WHAT TO PRODUCE >> Edit the data below so that every "Target" becomes "Object", leaving everything else unchanged, and give back the full data.

(Named-object pointing data)
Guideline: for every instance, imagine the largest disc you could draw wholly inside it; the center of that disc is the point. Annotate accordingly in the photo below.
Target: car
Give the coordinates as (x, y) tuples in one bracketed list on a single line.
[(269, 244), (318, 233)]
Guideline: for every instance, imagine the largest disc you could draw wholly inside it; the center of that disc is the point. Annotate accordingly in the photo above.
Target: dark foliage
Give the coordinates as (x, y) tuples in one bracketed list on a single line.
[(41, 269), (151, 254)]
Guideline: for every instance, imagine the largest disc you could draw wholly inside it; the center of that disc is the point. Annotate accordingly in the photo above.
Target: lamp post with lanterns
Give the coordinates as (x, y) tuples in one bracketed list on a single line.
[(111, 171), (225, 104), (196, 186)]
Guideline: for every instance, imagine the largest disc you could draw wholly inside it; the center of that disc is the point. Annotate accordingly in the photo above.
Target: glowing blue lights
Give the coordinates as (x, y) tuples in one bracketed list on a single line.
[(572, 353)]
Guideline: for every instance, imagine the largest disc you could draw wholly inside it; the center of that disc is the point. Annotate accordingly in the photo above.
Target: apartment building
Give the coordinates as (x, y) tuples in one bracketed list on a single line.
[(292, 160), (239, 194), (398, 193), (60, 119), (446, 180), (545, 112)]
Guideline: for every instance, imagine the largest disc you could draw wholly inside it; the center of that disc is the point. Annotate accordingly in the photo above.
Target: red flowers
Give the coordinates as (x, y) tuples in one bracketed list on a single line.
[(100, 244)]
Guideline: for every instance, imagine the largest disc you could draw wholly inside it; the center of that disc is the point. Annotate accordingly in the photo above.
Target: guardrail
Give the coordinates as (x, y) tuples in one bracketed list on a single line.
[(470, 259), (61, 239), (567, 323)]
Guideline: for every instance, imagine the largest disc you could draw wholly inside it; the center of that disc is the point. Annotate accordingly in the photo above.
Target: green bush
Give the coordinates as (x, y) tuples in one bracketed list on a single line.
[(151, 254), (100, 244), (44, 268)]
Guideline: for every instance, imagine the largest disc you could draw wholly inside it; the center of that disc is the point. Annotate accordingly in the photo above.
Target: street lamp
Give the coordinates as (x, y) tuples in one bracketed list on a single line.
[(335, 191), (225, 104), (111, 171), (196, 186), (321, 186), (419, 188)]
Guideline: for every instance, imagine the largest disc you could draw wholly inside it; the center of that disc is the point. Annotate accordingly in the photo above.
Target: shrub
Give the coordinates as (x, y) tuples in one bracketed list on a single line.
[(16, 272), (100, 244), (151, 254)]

COMPLETED EXERCISE >>
Guideline: for every instance, imagine the largest disc you could draw wholly inside it; the center of that disc is the point. Annotate accordingly in the photo below.
Object: car
Give the coordinates as (x, y) tuples in one bracketed list on a single line.
[(269, 244), (318, 233)]
Guideline: for every instance, imagine the largest disc you could draw wholly inside it; the center of that disc is the point. Annotate accordingly in the photo above.
Object: dark foliage
Give the coordinates as (x, y) tuples in one bracketed list on a single line.
[(41, 269), (151, 254)]
Guideline: for every instance, imagine the largest disc you could draw wholly inside it; the center of that disc is the point. Annotate accordingly in the photo above.
Object: lamp post with lanterns
Give the coordinates as (x, y) tuples in one bracketed list on a single line.
[(111, 171), (225, 104), (196, 186)]
Guideline: for every instance, imagine the largest disc you could draw wholly inside it; the center of that disc is the point. Annotate accordingly in the photo above.
Object: glowing blue lights
Give the coordinates as (x, y) tuples in one bracketed list on a single line.
[(572, 353)]
Guideline: for every instance, imagine the largest disc you could draw wholly inside it; the center of that disc is the point. Annotate accordingly in the photo above.
Object: apartment building
Give the coordinates as (x, y) tuples in one bracketed list on a single line.
[(292, 160), (239, 194), (398, 193), (60, 119), (446, 180), (545, 112)]
Guideline: for every instance, imagine the largest disc you could draw wholly inside it; the center of that disc is the point. Annotate accordingly in the photo above.
Object: red flowers
Give the coordinates as (x, y) tuples in one bracketed list on a single line.
[(100, 244)]
Guideline: for every instance, imagine the largest disc you could draw wholly inside it; the center of that disc is the point. Annotate accordingly in the photo above.
Object: guardrail
Give the coordinates as (x, y) tuples in one bracketed list on a single line.
[(470, 259), (61, 239), (567, 323)]
Guideline: for every instance, imagine the largest disc you could draw wholly inside it; the center of that disc is the point. Annotate accordingly in the photo above.
Object: green bush
Give the coordinates as (x, y) tuples in one bracketed list on a single line.
[(151, 254), (100, 244), (44, 268)]
Guideline: for every instance, imagine the largest disc you could draw wholly inside it; the center of that disc is the point. Annotate accordingly in the photo above.
Object: street lamp
Give the coordinates as (x, y) tuples in one bracketed list on a single line.
[(335, 191), (225, 104), (111, 171), (196, 186), (321, 186), (419, 188)]
Guideline: for every instance, imagine the largest disc you could draw wholly inside it; the center of that disc is the point. Annotate accordingly in the photo above.
Object: shrub
Give the coordinates as (x, y) tuples in one bracketed list on a single line.
[(16, 272), (100, 244), (151, 254)]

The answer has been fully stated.